Please write the listing below out again exactly, leaving every picture behind.

■ **Data records**
begin

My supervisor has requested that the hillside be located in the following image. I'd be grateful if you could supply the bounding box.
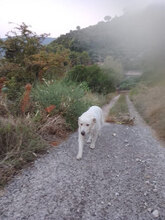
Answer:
[51,5,165,69]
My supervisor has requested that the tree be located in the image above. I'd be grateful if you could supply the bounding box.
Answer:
[104,15,111,21]
[0,23,48,65]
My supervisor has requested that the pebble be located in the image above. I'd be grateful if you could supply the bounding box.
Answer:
[153,188,158,192]
[152,210,159,218]
[136,158,141,162]
[145,180,150,184]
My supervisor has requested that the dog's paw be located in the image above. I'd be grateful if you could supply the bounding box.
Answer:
[87,138,92,144]
[90,144,95,149]
[76,154,82,160]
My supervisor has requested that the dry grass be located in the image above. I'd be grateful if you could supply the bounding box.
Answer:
[131,82,165,140]
[0,117,47,188]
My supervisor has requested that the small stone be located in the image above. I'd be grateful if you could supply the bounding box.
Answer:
[144,192,147,196]
[147,208,152,212]
[145,180,150,184]
[136,158,141,162]
[153,188,158,192]
[152,210,159,218]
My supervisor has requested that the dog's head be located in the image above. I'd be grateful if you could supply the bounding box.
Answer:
[78,117,96,136]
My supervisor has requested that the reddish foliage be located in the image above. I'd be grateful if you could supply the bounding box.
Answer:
[0,77,6,93]
[45,105,56,113]
[21,83,32,113]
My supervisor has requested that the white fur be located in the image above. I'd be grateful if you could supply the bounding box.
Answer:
[77,106,104,159]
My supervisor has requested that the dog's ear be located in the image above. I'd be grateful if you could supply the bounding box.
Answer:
[93,118,96,123]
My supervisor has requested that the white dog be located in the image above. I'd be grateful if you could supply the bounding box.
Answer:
[77,106,104,159]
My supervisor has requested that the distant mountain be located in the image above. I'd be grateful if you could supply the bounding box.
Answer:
[42,37,56,45]
[50,4,165,69]
[1,37,56,45]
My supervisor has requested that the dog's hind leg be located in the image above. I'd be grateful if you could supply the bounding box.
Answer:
[87,134,92,144]
[76,132,84,160]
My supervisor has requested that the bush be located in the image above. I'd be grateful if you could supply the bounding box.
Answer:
[32,81,92,129]
[0,118,47,188]
[66,65,115,94]
[119,77,139,90]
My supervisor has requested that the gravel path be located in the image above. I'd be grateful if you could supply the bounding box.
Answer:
[0,96,165,220]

end

■ **Written answer**
My supervisor has requested that the hillside be located in the following image. I'd be grateful if you could supply the bounding box.
Answer:
[51,5,165,69]
My supervisor has requested that the tree be located in the image above. I'd be grateful if you could supply the bounding box.
Answer:
[104,15,111,21]
[0,23,48,65]
My supervisor has requested that the pebble be located in the image above. I'd be grateful if you could supply the bounding box.
Answer:
[153,188,158,192]
[152,210,159,218]
[136,158,141,162]
[145,180,150,184]
My supervisor has requested that the dog's paw be located in the image above. I'd be grateful if you could supply the bounding box.
Answer:
[87,138,92,144]
[90,144,95,149]
[76,154,82,160]
My supervisor has requested that the dry grass be located in the image above. I'd be grateful if you could supply the bounding box.
Answer:
[131,82,165,140]
[0,117,47,188]
My supervisor has requested that the small stone be located in the image above. I'd be grateful if you could supply the bounding box.
Answer:
[144,192,147,196]
[147,208,152,212]
[145,180,150,184]
[136,158,141,162]
[153,188,158,192]
[152,210,159,218]
My supervisor has requested that the dog's head be located in the image above. I'd be grateful if you could supply the bounding box.
Answer:
[78,117,96,136]
My supervisor has requested that the reddish foliage be located in the image above. I'd be grateful if you could supply the bounding box.
Answer:
[0,77,6,93]
[45,105,56,113]
[21,83,32,113]
My supervisor has requested that the white fur be located in the image above. I'd be grateful if you could supply the bounding box.
Answer:
[77,106,104,159]
My supervisor has requested that the dog's ear be located in the image above. I'd be grateful if you could supply the bounding box.
Answer:
[93,118,96,123]
My supervisor has requested that the white dog be located in the image above. I'd be grateful if you could supply the bounding box.
Answer:
[77,106,104,159]
My supervisor has requested that the distant mountain be located in the image above. I'd be grateful if you could supply the bounding box.
Answer:
[42,37,56,45]
[50,4,165,69]
[1,37,56,45]
My supervisor has requested that the dog's hind leg be located in the image above. I'd be grateful if you could supply the bounding box.
Answer:
[87,134,92,144]
[76,132,84,160]
My supervisor has requested that the bush be located in the image above. I'd be grateful if you could supply the bounding box.
Answer:
[32,81,92,129]
[0,118,47,188]
[66,65,115,94]
[119,77,139,90]
My supervisor has requested that the gravel path be located in the image above. I'd be grateful if you could supply the bounding box.
Answer:
[0,96,165,220]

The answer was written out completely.